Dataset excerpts
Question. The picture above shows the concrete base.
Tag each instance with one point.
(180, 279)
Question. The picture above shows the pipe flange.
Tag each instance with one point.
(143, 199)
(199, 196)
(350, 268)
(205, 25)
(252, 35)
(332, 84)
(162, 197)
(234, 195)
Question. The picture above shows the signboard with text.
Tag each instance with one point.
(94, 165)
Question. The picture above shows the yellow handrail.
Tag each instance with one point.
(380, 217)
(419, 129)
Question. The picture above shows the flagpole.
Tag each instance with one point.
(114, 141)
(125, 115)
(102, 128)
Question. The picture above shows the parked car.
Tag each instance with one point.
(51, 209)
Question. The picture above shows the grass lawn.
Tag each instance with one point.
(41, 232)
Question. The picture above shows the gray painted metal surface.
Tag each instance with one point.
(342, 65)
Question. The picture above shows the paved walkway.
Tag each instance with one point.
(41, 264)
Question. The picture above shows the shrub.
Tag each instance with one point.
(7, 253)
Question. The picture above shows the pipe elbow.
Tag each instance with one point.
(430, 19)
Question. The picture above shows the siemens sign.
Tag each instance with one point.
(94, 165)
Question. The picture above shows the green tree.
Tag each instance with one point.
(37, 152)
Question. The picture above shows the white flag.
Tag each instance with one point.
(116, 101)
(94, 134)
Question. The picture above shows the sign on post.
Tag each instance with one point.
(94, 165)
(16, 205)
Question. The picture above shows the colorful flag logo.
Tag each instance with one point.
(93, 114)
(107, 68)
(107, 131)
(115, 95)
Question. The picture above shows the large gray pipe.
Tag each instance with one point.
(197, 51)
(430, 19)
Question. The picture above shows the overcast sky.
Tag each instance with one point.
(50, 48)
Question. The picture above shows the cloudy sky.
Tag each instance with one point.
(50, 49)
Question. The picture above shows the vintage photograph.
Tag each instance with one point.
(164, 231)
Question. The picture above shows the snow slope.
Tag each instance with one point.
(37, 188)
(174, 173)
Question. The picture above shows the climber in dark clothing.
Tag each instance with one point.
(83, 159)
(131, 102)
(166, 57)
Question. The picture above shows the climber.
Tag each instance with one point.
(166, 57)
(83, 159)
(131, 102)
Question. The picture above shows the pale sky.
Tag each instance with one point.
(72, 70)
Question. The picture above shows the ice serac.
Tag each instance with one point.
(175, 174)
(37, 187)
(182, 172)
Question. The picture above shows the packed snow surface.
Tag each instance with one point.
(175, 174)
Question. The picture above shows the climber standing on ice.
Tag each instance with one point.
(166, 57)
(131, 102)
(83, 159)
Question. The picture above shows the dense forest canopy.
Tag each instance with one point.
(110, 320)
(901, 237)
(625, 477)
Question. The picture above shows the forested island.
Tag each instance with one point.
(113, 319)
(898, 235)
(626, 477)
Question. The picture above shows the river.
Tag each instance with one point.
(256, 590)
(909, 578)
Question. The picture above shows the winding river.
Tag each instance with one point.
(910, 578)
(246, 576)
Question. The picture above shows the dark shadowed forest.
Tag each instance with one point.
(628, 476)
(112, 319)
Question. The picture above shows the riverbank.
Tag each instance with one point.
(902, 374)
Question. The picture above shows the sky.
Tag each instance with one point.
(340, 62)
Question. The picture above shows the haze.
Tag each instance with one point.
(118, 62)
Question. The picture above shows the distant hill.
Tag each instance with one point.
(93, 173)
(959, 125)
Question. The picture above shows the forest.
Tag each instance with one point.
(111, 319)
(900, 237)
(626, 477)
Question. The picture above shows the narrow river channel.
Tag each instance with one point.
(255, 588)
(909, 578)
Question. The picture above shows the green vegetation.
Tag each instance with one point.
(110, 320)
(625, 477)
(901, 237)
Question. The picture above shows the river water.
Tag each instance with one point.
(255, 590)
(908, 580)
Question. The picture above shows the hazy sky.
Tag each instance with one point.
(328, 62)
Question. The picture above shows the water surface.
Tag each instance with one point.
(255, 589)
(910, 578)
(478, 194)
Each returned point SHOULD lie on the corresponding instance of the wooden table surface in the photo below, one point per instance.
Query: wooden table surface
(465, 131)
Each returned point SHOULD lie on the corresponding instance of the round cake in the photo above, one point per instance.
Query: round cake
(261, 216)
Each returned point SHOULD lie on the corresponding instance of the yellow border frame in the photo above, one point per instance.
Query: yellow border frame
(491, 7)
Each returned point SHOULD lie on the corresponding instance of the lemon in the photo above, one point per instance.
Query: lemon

- _DESCRIPTION OF THE TASK_
Leave out every line above except those from the line with "Question. The picture above shows the signboard" up to and including the line with "Question. The picture above shows the grass", and copy those exactly.

- _ANSWER FOR THIS EXERCISE_
Question. The picture above shows the signboard with text.
Tag each instance with one point.
(94, 165)
Question. The picture above shows the yellow handrail.
Tag each instance with one point.
(380, 217)
(419, 129)
Question. The picture above shows the flagpole.
Tag each instance with one point.
(114, 141)
(125, 115)
(102, 128)
Question. The picture above shows the parked car.
Tag each instance with one point.
(51, 209)
Question. The picture above shows the grass lawn.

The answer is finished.